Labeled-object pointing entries
········

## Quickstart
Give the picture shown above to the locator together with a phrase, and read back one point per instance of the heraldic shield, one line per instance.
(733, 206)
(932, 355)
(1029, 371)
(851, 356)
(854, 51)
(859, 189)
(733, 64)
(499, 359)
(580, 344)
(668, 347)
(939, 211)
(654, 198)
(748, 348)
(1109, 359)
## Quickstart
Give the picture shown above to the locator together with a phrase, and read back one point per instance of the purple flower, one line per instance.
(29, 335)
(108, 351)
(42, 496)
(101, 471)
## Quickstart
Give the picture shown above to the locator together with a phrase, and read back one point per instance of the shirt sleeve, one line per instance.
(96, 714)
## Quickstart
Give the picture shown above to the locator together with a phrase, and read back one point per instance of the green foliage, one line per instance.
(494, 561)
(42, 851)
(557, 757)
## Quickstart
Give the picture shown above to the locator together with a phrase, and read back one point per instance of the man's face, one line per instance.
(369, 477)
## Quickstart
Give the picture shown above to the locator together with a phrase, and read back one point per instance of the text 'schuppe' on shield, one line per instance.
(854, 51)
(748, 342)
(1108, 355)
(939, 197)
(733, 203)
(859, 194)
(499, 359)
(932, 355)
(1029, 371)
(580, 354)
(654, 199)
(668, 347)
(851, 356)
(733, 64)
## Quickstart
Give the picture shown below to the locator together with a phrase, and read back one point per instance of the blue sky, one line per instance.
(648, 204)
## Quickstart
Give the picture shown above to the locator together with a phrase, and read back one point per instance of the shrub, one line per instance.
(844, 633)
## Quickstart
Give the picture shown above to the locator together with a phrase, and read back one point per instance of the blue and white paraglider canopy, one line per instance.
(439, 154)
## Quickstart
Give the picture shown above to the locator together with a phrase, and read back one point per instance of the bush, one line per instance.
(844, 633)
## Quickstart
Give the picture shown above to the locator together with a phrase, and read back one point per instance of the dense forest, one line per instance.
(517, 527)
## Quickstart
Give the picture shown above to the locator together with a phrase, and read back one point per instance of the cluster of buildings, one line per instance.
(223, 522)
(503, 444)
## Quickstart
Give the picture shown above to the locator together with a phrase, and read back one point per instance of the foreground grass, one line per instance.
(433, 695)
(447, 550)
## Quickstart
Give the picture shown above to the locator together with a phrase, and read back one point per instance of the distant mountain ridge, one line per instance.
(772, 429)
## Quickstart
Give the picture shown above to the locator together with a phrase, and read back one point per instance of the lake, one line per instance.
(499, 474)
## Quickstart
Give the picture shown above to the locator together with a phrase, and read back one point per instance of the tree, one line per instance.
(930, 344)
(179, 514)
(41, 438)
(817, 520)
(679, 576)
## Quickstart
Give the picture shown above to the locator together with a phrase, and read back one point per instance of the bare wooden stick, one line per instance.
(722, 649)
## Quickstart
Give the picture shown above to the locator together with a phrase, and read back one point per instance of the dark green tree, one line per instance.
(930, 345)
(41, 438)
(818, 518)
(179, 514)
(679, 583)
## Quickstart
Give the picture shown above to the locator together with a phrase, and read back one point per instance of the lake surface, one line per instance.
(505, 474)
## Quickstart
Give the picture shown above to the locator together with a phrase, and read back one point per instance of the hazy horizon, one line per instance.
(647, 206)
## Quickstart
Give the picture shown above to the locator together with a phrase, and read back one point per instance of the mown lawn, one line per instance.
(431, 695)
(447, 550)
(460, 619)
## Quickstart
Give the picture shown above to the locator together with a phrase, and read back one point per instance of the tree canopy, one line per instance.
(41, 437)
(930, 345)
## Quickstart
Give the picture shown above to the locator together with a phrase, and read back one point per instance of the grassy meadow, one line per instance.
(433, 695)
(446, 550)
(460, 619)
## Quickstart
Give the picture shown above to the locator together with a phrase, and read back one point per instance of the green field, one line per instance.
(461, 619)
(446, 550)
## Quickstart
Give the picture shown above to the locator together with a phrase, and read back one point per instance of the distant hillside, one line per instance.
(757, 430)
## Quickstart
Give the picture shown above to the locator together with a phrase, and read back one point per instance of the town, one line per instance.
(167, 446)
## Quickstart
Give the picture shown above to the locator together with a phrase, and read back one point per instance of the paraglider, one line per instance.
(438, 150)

········

> _To be done_:
Reproduce the listing in full. Keep it exactly as written.

> _Exercise output_:
## Quickstart
Give the picture shown above to the locator together with a phrase, and read back one point per instance of the heraldic shield, one line per instance.
(733, 206)
(932, 355)
(1029, 371)
(851, 356)
(854, 51)
(859, 189)
(733, 64)
(499, 359)
(580, 344)
(668, 347)
(939, 211)
(654, 198)
(748, 348)
(1109, 359)
## Quickstart
Give the picture shown above to the locator together with a phrase, and read back one point per instance of the purple flower, one line per instance.
(29, 335)
(108, 351)
(42, 496)
(101, 471)
## Quickstart
Give the picture shown above to the locator together with a phrase, and read back one point per instance of the shirt sleeve, one line per instance.
(96, 714)
## Quickstart
Give the picture shown above to the locator together with a phrase, and read back one point per instance of the green foliage, one line per instance.
(494, 561)
(42, 851)
(557, 757)
## Quickstart
Give the picture shown above to the locator together with a phrase, and read back one point per instance of the man's face, one line per instance.
(369, 477)
## Quickstart
Give the picture shown above to the locator together with a phrase, and read back one point per instance of the text 'schuppe' on shield, one line per instance.
(854, 51)
(748, 342)
(1108, 355)
(939, 197)
(733, 203)
(859, 194)
(499, 359)
(932, 355)
(1029, 371)
(580, 354)
(654, 199)
(668, 347)
(851, 356)
(733, 64)
## Quickstart
Give the picture shown below to the locator together with a phrase, and read back one point per instance of the blue sky, one line per instance.
(648, 204)
## Quickstart
Give the picture shown above to the locator together with a phrase, and read back one point per instance of the shrub, one line per instance.
(844, 633)
## Quickstart
Give the picture shown above to the locator together with a phrase, and read back one point per instance of the blue and white paraglider canopy, one line per instance.
(439, 154)
## Quickstart
Give the picture shown above to the locator together with a phrase, and read back one point per instance of the bush, one line per instance.
(844, 633)
## Quickstart
Give the picture shown above to the locator together with a phrase, and read back one point per instance of the dense forest, one line per instance.
(517, 527)
## Quickstart
Give the picture shown above to the locator together with a phrase, and read back one point per instance of the cluster of buildings, one line per instance.
(223, 522)
(503, 444)
## Quickstart
Give the picture shown above to the locator together with a phrase, and read back one point per instance of the foreground grass, one line per instance.
(433, 695)
(447, 550)
## Quickstart
Give the picture shown above to the locator together with a phrase, and read back one point per instance of the distant mountain ridge, one line per instance.
(772, 429)
## Quickstart
Give the picture shown above to the locator together with a phrase, and read back one point per instance of the lake, one line per instance.
(499, 474)
## Quickstart
Give the picture shown above to the locator together with a phrase, and read back one point per instance of the tree, one line per instance.
(930, 344)
(179, 514)
(41, 438)
(817, 520)
(679, 576)
## Quickstart
Give the picture shown above to the locator together with a phrase, and read back one point per instance of the bare wooden stick, one line per instance.
(722, 649)
## Quickstart
Give the picture shown above to the locator together with a phrase, and read back one point per instance of the dark green tree, one line per instance.
(930, 345)
(41, 438)
(818, 518)
(179, 514)
(679, 583)
## Quickstart
Give the picture shown above to the locator together with a phrase, and read back one point per instance of the lake surface, one line per instance.
(505, 474)
## Quickstart
Give the picture shown above to the locator together with a phrase, and read back one point per instance of the hazy horizon, one line per instance.
(647, 206)
## Quickstart
Give the picture shown above to the locator together with a phrase, and read back one point per instance of the mown lawn, one line per instance.
(431, 695)
(447, 550)
(460, 619)
## Quickstart
Give the picture shown above to the locator together with a phrase, and read back one point per instance of the tree canopy, one line per instance.
(41, 437)
(930, 345)
## Quickstart
Give the picture shown above to the locator together with a phrase, and read back one point per instance of the grassy meadow, one line per instance.
(433, 695)
(446, 550)
(460, 619)
## Quickstart
Give the picture shown above to the locator together with a phrase, and read back one point per instance of the green field, one line per instance.
(461, 619)
(446, 550)
## Quickstart
Give the picture shown above to the locator together with a phrase, and read back one point per instance of the distant hillside, one line per instance.
(757, 430)
## Quickstart
Give the picture shown above to the locator together with a phrase, and read back one point per instance of the town, one line per instance.
(167, 446)
## Quickstart
Give the picture shown above to the locator together with a phrase, and read back one point per instance of the paraglider, one line per instance.
(438, 150)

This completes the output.